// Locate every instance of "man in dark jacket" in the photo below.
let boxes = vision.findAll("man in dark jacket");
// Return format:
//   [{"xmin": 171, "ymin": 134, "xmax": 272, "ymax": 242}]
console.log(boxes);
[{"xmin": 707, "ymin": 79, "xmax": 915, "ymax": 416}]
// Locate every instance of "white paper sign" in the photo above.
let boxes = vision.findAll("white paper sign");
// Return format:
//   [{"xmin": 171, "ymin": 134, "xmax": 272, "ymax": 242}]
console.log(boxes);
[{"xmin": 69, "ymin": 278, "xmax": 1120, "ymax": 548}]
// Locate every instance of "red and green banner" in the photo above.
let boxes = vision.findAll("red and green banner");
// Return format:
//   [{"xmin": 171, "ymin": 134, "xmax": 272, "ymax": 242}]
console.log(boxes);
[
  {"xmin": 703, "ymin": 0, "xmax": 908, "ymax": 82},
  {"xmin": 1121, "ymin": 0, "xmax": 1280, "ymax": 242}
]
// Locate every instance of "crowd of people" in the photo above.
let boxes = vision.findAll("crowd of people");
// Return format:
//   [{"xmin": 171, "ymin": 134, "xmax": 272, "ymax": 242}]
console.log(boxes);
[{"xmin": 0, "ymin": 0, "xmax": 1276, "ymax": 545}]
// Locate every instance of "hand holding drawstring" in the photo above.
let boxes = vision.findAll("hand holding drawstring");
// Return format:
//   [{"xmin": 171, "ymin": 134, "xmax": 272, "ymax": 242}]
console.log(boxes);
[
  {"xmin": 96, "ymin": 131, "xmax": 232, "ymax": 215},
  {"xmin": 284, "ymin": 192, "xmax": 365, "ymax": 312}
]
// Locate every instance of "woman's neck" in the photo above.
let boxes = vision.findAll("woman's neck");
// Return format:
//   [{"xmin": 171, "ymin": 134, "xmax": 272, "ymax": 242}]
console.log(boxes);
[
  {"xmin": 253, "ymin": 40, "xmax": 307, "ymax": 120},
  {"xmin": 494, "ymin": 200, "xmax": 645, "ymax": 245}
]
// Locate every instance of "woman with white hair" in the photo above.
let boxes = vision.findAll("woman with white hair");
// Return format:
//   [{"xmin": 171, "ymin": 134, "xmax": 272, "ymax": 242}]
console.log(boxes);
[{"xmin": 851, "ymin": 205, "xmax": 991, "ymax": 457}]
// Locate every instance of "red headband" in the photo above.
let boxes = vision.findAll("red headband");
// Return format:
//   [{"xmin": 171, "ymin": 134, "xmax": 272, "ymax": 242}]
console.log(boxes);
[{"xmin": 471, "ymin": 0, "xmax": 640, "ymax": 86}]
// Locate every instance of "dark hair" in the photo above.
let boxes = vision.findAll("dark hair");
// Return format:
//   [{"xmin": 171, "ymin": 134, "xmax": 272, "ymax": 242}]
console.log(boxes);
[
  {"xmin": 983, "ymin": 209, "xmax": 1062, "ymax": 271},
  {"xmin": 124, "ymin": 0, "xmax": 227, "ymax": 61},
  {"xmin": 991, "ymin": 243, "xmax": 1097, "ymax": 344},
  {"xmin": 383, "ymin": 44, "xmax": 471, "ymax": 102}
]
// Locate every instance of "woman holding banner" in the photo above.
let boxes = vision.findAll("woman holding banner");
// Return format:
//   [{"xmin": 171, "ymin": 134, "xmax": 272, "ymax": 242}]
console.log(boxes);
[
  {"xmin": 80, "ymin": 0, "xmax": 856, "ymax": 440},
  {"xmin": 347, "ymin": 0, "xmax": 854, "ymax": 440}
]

————————

TASK GOAL:
How many of the lines above contain the string "people", matching case exactly? Reply with the number alone.

EXERCISE OUTPUT:
2